[Data excerpts Boundary: Start]
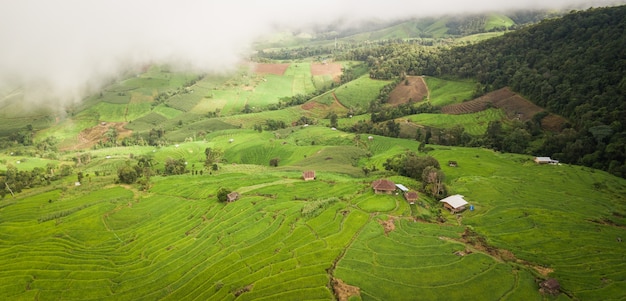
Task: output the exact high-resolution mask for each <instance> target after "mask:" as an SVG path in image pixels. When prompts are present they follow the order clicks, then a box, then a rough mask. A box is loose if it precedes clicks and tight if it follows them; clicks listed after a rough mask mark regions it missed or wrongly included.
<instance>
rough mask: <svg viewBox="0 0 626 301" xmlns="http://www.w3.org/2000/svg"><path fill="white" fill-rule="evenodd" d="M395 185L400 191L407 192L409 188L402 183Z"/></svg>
mask: <svg viewBox="0 0 626 301" xmlns="http://www.w3.org/2000/svg"><path fill="white" fill-rule="evenodd" d="M396 187H398V189H400V191H402V192H409V189H408V188H406V186H404V185H402V184H396Z"/></svg>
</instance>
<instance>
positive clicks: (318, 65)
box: [311, 63, 341, 82]
mask: <svg viewBox="0 0 626 301" xmlns="http://www.w3.org/2000/svg"><path fill="white" fill-rule="evenodd" d="M311 74H313V76H319V75H330V76H331V77H332V78H333V81H335V82H339V76H341V64H339V63H326V64H311Z"/></svg>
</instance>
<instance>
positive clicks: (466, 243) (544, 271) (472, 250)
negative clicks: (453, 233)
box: [439, 228, 554, 278]
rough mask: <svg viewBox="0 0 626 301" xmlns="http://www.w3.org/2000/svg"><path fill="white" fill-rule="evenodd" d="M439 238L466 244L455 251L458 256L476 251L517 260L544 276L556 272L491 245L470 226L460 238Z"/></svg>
mask: <svg viewBox="0 0 626 301" xmlns="http://www.w3.org/2000/svg"><path fill="white" fill-rule="evenodd" d="M439 239H442V240H451V241H457V242H461V243H463V244H465V246H466V249H465V250H464V251H456V252H455V253H454V254H455V255H458V256H465V255H469V254H472V253H476V252H478V253H483V254H486V255H489V256H491V257H492V258H493V259H495V260H496V261H499V262H515V263H517V264H520V265H523V266H526V267H528V268H531V269H533V270H534V271H536V272H537V273H539V274H540V275H541V276H542V277H544V278H545V277H547V276H548V275H549V274H550V273H552V272H554V269H551V268H548V267H544V266H540V265H537V264H534V263H532V262H530V261H527V260H523V259H519V258H517V257H515V254H513V252H511V251H509V250H506V249H499V248H496V247H494V246H491V245H489V243H488V242H487V240H486V239H485V238H484V237H483V236H481V235H479V234H478V233H476V232H474V231H473V230H471V229H470V228H465V231H464V232H463V233H462V234H461V238H460V239H453V238H449V237H439Z"/></svg>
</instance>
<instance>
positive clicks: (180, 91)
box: [151, 74, 205, 108]
mask: <svg viewBox="0 0 626 301" xmlns="http://www.w3.org/2000/svg"><path fill="white" fill-rule="evenodd" d="M204 76H205V75H204V74H201V75H198V76H197V77H195V78H192V79H190V80H187V81H186V82H185V83H183V85H182V86H181V87H178V88H176V90H168V91H163V92H159V94H157V96H155V97H154V101H153V102H152V103H151V106H152V107H153V108H154V107H156V106H158V105H160V104H166V105H167V103H166V101H167V100H168V99H170V98H172V97H174V96H176V95H180V94H188V93H192V92H193V90H191V89H190V87H191V86H193V85H194V84H195V83H197V82H198V81H199V80H201V79H202V78H204Z"/></svg>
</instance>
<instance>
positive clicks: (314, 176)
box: [302, 170, 315, 181]
mask: <svg viewBox="0 0 626 301" xmlns="http://www.w3.org/2000/svg"><path fill="white" fill-rule="evenodd" d="M302 178H303V179H304V180H305V181H311V180H315V171H314V170H307V171H305V172H303V173H302Z"/></svg>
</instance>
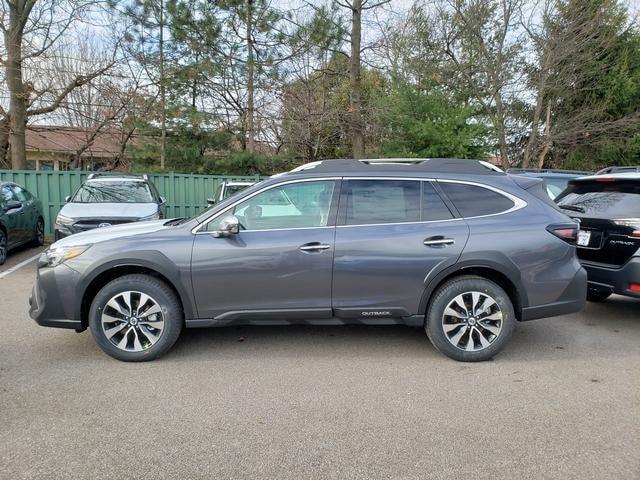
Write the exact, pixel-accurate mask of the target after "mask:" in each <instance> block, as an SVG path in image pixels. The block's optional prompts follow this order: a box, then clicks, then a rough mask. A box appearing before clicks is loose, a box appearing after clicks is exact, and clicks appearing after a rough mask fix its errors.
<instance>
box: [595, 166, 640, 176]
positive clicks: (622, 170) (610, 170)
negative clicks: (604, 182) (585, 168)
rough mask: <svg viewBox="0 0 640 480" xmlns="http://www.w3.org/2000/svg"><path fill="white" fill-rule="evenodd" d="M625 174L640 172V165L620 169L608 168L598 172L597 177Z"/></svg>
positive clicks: (620, 166)
mask: <svg viewBox="0 0 640 480" xmlns="http://www.w3.org/2000/svg"><path fill="white" fill-rule="evenodd" d="M624 172H640V165H623V166H618V167H606V168H603V169H602V170H598V171H597V172H596V175H603V174H605V173H624Z"/></svg>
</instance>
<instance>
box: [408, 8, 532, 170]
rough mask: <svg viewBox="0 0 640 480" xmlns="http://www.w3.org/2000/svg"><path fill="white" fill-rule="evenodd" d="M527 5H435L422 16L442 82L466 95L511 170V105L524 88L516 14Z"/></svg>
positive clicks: (422, 9)
mask: <svg viewBox="0 0 640 480" xmlns="http://www.w3.org/2000/svg"><path fill="white" fill-rule="evenodd" d="M522 2H523V0H444V1H442V2H440V1H434V2H433V3H432V4H431V8H430V9H422V11H420V12H418V13H419V14H420V15H422V22H423V25H422V28H421V37H422V38H423V39H424V41H426V42H427V44H428V45H429V50H430V52H431V54H432V56H431V60H432V61H433V62H434V63H436V64H439V65H438V68H439V70H440V75H442V82H443V83H448V84H449V85H450V86H451V87H452V88H455V89H459V90H460V89H463V90H464V94H467V95H469V96H470V97H471V98H473V99H474V101H475V102H477V103H478V104H479V105H480V106H481V107H482V110H483V111H484V114H485V115H486V116H487V118H488V119H489V121H490V123H491V125H492V126H493V129H494V131H495V134H496V137H497V143H498V151H499V153H500V158H501V163H502V165H503V166H504V167H508V166H509V165H510V158H509V157H510V155H509V143H510V141H509V140H510V139H509V135H510V131H509V126H508V122H509V120H510V112H509V104H510V100H511V99H512V98H513V97H515V96H517V93H518V91H517V89H518V88H519V84H520V82H521V78H520V77H521V75H522V72H521V68H520V67H521V62H522V43H521V35H520V33H519V31H518V30H519V24H518V20H519V18H518V16H517V14H518V13H519V11H520V6H521V4H522Z"/></svg>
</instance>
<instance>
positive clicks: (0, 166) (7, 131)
mask: <svg viewBox="0 0 640 480" xmlns="http://www.w3.org/2000/svg"><path fill="white" fill-rule="evenodd" d="M8 154H9V117H5V118H3V119H2V120H0V168H9V166H10V160H9V158H8V157H7V155H8Z"/></svg>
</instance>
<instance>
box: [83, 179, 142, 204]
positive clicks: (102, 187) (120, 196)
mask: <svg viewBox="0 0 640 480" xmlns="http://www.w3.org/2000/svg"><path fill="white" fill-rule="evenodd" d="M71 201H72V202H74V203H152V202H153V196H152V195H151V190H149V186H148V185H147V184H146V183H145V182H138V181H124V180H123V181H100V182H86V183H85V184H84V185H82V186H81V187H80V189H79V190H78V191H77V192H76V194H75V195H74V197H73V200H71Z"/></svg>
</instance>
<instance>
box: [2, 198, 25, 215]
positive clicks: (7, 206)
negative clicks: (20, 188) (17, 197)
mask: <svg viewBox="0 0 640 480" xmlns="http://www.w3.org/2000/svg"><path fill="white" fill-rule="evenodd" d="M20 208H22V203H20V202H17V201H16V200H9V201H8V202H7V207H6V209H5V210H6V211H7V212H8V211H9V210H18V209H20Z"/></svg>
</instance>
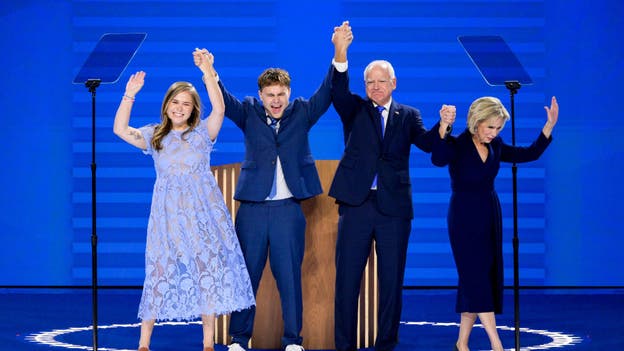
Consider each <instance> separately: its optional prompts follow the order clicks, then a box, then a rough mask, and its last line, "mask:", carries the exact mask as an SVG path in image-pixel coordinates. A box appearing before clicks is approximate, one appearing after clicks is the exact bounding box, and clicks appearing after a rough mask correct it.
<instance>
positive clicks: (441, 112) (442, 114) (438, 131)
mask: <svg viewBox="0 0 624 351" xmlns="http://www.w3.org/2000/svg"><path fill="white" fill-rule="evenodd" d="M456 115H457V108H456V107H455V106H454V105H442V108H441V109H440V127H439V128H438V134H439V135H440V138H442V139H444V138H445V137H446V136H447V135H448V134H449V133H450V132H451V128H452V126H453V123H455V116H456Z"/></svg>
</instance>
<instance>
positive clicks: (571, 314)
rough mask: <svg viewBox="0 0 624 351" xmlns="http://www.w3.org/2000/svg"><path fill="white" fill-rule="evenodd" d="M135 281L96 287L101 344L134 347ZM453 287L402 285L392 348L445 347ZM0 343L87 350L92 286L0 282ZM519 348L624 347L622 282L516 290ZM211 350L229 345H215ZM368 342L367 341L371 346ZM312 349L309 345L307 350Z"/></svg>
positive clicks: (8, 344) (179, 343) (188, 337)
mask: <svg viewBox="0 0 624 351" xmlns="http://www.w3.org/2000/svg"><path fill="white" fill-rule="evenodd" d="M139 299H140V290H138V289H136V290H135V289H123V290H122V289H119V290H117V289H100V290H99V292H98V306H99V308H98V350H102V351H104V350H107V351H121V350H130V351H132V350H136V346H137V342H138V337H139V327H138V325H139V324H138V323H139V321H138V320H137V318H136V312H137V307H138V304H139ZM454 304H455V291H454V290H446V289H439V290H432V289H413V290H405V291H404V300H403V315H402V321H403V323H402V325H401V328H400V331H399V333H400V334H399V335H400V343H399V345H398V346H397V348H396V349H395V350H396V351H408V350H409V351H414V350H424V351H438V350H440V351H449V350H452V349H453V343H454V341H455V339H456V336H457V331H458V324H457V323H458V322H459V317H458V315H457V314H455V313H454ZM0 311H2V312H1V314H0V350H2V351H25V350H28V351H43V350H58V351H63V350H67V349H69V350H92V346H93V331H92V325H93V313H92V311H93V309H92V294H91V290H90V289H62V290H61V289H34V288H23V289H8V288H4V289H0ZM519 315H520V328H521V329H520V330H521V333H520V343H521V349H522V350H570V351H581V350H587V351H589V350H592V351H593V350H622V349H624V337H623V336H622V330H624V289H582V290H581V289H545V290H541V289H540V290H522V291H521V293H520V314H519ZM497 322H498V325H499V328H500V335H501V338H502V340H503V345H504V346H505V348H506V349H507V350H513V349H514V347H515V346H514V345H515V341H514V340H515V339H514V335H515V332H514V306H513V292H512V291H511V290H509V291H506V294H505V305H504V313H503V314H501V315H499V316H498V317H497ZM470 346H471V350H473V351H474V350H488V349H489V343H488V341H487V336H486V335H485V331H484V330H483V329H481V328H475V330H474V331H473V333H472V337H471V344H470ZM151 349H152V351H174V350H175V351H185V350H189V351H193V350H196V351H197V350H201V326H200V324H199V322H193V323H172V324H168V325H157V326H156V328H155V330H154V334H153V336H152V345H151ZM216 350H218V351H221V350H226V347H225V346H223V345H217V347H216ZM371 350H372V349H371ZM308 351H312V350H308Z"/></svg>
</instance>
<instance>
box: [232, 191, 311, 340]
mask: <svg viewBox="0 0 624 351" xmlns="http://www.w3.org/2000/svg"><path fill="white" fill-rule="evenodd" d="M305 227H306V220H305V217H304V215H303V211H302V209H301V204H300V203H299V201H297V200H294V199H292V198H291V199H285V200H276V201H265V202H257V203H256V202H242V203H241V204H240V207H239V209H238V212H237V215H236V233H237V235H238V240H239V241H240V245H241V250H242V252H243V255H244V257H245V263H246V264H247V270H248V271H249V277H250V279H251V285H252V288H253V292H254V296H255V295H256V294H257V292H258V286H259V285H260V278H262V271H263V270H264V266H265V265H266V260H267V256H269V257H270V263H271V271H272V273H273V276H274V277H275V282H276V284H277V289H278V291H279V295H280V300H281V304H282V318H283V320H284V335H283V337H282V347H285V346H286V345H289V344H297V345H301V343H302V341H303V340H302V338H301V328H302V324H303V322H302V319H303V314H302V310H303V306H302V304H303V303H302V297H301V296H302V295H301V264H302V263H303V254H304V250H305ZM255 313H256V310H255V307H252V308H250V309H246V310H243V311H239V312H233V313H232V314H231V316H230V329H229V333H230V335H231V336H232V342H233V343H239V344H241V345H242V346H244V347H247V345H248V342H249V340H250V339H251V336H252V331H253V323H254V317H255Z"/></svg>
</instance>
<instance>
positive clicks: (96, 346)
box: [73, 33, 147, 351]
mask: <svg viewBox="0 0 624 351" xmlns="http://www.w3.org/2000/svg"><path fill="white" fill-rule="evenodd" d="M146 36H147V35H146V34H145V33H108V34H104V35H103V36H102V37H101V38H100V40H99V41H98V43H97V44H96V46H95V49H93V51H91V53H90V54H89V57H88V58H87V60H86V61H85V63H84V65H83V66H82V68H81V69H80V71H79V72H78V74H77V75H76V77H75V78H74V81H73V83H74V84H84V85H85V86H86V87H87V88H88V89H89V92H90V93H91V228H92V231H91V282H92V285H91V286H92V296H93V297H92V301H93V350H94V351H97V349H98V336H97V329H98V326H97V320H98V317H97V311H98V306H97V296H98V294H97V288H98V285H97V231H96V218H97V217H96V203H97V202H96V191H95V186H96V177H95V174H96V172H95V169H96V164H95V91H96V89H97V88H98V87H99V86H100V84H112V83H115V82H117V80H118V79H119V77H120V76H121V73H122V72H123V71H124V70H125V69H126V67H127V66H128V63H130V60H131V59H132V57H134V55H135V53H136V51H137V49H138V48H139V46H140V45H141V43H143V41H144V40H145V37H146Z"/></svg>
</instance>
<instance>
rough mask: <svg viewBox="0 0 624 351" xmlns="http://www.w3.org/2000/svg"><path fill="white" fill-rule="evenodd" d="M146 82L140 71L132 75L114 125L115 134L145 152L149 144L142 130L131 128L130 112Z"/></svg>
[Data excerpts Boundary: End]
Exercise goal:
Locate each line of the listing above that contains the word "order", and copy those lines out.

Final answer:
Task: output the exact high-resolution mask for each <instance> target after "mask:" as an SVG path in image pixels. When prompts are present they follow the order clicks, then a box, then a rough mask. A box is loose if it precedes clicks and tight if it follows them; clicks listed after a rough mask mark regions it missed or wrongly included.
Write the exact, pixel-accurate mask of the target after "mask:" in each <instance> block, as an SVG path in image pixels. The block's optional prompts follow this order: a box, then clicks, then a rough mask. A box appearing before clicks is loose, a box appearing after clicks is exact, and clicks appearing after a rough mask fix its errors.
Consider each <instance> separately: its optional prompts follow the order clicks, then a box, then a rough mask, and its last line, "mask:", carries the exact mask as an SVG path in image-pixel coordinates. A box appearing before clicks is approximate, one appearing after clicks is the exact bounding box, and clicks appearing after a rough mask correct it.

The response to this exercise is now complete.